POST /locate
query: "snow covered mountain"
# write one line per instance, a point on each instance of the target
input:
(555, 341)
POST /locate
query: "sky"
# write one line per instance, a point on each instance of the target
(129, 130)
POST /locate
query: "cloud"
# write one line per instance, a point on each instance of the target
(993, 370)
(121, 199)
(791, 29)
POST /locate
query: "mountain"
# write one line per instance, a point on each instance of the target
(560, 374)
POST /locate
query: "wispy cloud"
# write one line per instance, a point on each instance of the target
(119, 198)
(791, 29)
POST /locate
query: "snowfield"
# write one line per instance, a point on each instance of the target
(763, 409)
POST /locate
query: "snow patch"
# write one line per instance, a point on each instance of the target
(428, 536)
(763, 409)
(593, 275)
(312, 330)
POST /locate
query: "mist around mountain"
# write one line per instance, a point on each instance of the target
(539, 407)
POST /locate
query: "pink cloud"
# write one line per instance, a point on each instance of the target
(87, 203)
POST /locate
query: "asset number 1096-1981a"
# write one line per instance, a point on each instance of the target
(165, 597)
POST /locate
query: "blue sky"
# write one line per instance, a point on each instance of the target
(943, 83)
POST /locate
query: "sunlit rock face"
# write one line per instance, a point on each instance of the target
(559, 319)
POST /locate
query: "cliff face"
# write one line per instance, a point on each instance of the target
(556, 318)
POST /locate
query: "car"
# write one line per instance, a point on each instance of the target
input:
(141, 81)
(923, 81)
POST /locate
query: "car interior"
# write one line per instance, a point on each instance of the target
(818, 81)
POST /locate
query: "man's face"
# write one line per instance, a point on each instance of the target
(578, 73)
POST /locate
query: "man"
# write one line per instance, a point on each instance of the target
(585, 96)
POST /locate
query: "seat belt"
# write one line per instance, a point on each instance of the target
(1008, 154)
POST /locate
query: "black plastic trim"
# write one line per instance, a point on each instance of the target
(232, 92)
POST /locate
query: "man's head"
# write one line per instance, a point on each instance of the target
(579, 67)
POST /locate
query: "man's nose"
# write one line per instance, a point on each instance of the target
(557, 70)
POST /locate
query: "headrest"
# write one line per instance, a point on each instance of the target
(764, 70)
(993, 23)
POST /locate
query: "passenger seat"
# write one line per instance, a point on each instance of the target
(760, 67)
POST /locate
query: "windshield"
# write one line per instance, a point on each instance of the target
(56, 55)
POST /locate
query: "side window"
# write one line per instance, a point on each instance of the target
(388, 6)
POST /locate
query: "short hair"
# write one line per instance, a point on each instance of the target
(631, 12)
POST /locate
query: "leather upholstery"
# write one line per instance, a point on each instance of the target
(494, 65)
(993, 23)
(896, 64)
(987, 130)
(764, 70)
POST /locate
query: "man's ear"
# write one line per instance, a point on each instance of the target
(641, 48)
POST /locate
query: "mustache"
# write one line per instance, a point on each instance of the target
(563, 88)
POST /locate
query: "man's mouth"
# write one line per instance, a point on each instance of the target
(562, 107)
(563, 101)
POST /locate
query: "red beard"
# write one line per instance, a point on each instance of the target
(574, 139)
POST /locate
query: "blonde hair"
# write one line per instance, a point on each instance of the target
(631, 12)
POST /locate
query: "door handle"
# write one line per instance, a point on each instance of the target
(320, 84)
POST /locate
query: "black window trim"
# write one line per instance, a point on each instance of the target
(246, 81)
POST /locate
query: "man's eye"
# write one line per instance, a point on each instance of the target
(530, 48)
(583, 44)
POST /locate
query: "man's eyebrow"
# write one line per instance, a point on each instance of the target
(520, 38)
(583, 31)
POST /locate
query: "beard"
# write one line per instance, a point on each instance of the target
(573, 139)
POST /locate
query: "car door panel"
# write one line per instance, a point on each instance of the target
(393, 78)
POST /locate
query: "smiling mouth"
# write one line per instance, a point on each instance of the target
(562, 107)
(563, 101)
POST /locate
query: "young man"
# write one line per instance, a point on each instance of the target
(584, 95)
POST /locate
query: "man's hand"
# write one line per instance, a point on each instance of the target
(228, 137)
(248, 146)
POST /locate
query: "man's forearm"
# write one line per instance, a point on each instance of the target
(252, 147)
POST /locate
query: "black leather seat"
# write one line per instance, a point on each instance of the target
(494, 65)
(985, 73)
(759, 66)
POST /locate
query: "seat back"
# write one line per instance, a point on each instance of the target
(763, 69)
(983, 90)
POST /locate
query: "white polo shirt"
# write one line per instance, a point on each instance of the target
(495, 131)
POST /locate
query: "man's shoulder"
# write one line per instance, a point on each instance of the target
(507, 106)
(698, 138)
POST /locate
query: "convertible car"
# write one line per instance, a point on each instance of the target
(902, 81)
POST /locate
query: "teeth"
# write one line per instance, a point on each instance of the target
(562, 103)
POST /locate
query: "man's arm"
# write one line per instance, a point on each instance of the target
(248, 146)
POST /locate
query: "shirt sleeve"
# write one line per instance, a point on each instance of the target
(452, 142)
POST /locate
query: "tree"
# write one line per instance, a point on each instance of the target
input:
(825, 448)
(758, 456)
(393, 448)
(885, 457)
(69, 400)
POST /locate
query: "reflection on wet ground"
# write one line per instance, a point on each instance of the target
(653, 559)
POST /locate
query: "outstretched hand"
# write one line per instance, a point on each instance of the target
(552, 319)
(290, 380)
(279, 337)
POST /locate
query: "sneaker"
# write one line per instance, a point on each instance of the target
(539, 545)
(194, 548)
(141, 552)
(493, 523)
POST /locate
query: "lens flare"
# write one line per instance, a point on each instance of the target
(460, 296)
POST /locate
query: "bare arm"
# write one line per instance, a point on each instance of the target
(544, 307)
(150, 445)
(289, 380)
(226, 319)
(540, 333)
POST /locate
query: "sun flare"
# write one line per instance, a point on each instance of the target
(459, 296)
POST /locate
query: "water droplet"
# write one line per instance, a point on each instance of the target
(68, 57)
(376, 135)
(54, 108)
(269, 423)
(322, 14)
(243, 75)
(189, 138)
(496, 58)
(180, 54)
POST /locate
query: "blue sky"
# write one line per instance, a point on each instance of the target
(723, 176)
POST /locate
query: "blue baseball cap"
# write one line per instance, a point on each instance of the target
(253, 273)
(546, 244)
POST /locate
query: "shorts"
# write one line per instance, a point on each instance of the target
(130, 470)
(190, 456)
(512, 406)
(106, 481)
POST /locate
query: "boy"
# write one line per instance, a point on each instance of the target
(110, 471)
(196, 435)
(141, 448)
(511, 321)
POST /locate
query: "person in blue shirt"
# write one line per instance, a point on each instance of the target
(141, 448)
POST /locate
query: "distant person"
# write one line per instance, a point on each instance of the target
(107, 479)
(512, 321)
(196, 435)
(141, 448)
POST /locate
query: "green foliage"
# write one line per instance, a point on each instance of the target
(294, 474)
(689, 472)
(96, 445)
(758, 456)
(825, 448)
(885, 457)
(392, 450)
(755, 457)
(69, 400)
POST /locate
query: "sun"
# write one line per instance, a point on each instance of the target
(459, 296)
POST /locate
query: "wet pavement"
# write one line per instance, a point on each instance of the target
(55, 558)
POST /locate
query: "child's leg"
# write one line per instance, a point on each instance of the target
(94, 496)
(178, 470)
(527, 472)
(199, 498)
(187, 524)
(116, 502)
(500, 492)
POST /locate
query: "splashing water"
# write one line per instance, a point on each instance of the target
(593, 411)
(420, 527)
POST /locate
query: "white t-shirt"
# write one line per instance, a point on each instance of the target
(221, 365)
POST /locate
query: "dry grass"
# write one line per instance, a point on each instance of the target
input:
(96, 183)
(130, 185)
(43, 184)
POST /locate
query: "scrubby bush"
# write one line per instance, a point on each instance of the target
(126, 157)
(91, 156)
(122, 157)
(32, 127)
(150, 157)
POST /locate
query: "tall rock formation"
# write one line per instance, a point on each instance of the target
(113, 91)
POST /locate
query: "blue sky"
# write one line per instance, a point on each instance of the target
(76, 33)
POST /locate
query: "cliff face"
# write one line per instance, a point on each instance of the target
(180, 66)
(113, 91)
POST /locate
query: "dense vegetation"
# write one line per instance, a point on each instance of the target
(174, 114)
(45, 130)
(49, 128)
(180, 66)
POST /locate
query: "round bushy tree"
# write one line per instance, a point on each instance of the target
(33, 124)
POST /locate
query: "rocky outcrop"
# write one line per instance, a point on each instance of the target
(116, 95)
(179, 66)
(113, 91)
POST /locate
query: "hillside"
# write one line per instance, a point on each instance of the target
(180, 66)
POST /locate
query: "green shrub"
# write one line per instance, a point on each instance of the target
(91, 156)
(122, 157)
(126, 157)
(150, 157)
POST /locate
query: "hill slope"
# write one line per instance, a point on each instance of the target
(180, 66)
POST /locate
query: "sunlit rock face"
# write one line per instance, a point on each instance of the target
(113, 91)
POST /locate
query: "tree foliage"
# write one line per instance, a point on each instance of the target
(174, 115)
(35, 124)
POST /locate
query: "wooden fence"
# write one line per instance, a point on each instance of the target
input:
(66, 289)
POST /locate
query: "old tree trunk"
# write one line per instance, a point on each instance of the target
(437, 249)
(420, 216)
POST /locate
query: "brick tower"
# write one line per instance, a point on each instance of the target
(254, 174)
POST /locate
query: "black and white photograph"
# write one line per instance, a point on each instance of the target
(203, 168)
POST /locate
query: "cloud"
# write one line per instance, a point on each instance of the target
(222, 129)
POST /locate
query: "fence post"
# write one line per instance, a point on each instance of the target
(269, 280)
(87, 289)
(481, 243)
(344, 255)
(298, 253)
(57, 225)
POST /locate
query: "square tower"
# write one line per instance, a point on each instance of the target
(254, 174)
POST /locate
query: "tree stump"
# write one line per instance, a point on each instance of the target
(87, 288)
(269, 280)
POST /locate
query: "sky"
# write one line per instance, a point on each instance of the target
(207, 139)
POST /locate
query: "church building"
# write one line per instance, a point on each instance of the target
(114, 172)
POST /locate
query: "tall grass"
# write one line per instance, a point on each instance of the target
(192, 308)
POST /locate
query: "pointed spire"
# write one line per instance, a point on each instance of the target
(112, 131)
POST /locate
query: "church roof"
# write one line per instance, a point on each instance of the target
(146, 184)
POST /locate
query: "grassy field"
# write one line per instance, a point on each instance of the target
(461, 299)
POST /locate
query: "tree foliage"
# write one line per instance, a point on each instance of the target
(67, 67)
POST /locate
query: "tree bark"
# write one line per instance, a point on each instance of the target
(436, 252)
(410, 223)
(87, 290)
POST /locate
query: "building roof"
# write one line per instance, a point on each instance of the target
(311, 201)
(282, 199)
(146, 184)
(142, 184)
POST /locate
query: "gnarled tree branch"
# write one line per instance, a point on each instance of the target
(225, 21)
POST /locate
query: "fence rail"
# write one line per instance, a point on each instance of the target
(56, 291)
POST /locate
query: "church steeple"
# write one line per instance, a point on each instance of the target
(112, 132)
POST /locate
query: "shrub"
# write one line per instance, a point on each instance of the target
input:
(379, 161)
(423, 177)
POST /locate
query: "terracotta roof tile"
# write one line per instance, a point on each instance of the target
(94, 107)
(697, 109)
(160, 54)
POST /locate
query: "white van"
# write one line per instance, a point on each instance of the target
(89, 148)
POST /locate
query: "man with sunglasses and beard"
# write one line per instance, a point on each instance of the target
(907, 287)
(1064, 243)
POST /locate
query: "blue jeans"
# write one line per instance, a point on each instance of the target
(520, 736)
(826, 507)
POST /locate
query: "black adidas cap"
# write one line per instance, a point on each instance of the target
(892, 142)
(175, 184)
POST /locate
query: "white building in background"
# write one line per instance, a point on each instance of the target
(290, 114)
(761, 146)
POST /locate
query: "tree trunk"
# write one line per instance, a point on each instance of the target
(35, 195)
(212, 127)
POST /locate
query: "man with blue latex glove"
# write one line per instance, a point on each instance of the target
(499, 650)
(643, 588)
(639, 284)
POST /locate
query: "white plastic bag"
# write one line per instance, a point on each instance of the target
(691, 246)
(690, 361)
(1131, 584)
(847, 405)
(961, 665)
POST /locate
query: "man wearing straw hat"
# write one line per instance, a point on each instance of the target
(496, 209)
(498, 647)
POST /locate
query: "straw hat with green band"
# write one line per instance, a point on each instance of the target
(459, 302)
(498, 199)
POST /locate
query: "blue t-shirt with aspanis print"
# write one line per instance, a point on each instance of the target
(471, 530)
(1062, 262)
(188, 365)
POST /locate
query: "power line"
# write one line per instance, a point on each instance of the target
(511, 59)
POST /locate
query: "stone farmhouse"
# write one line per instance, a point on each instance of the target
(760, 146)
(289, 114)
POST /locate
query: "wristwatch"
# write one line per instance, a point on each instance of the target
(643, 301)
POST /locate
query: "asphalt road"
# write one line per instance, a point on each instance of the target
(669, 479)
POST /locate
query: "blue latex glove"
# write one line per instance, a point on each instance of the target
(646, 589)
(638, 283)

Task goal:
The lines that mention the word "trunk" should be pulled from the records above.

Solution:
query: "old tree trunk"
query: "tree trunk"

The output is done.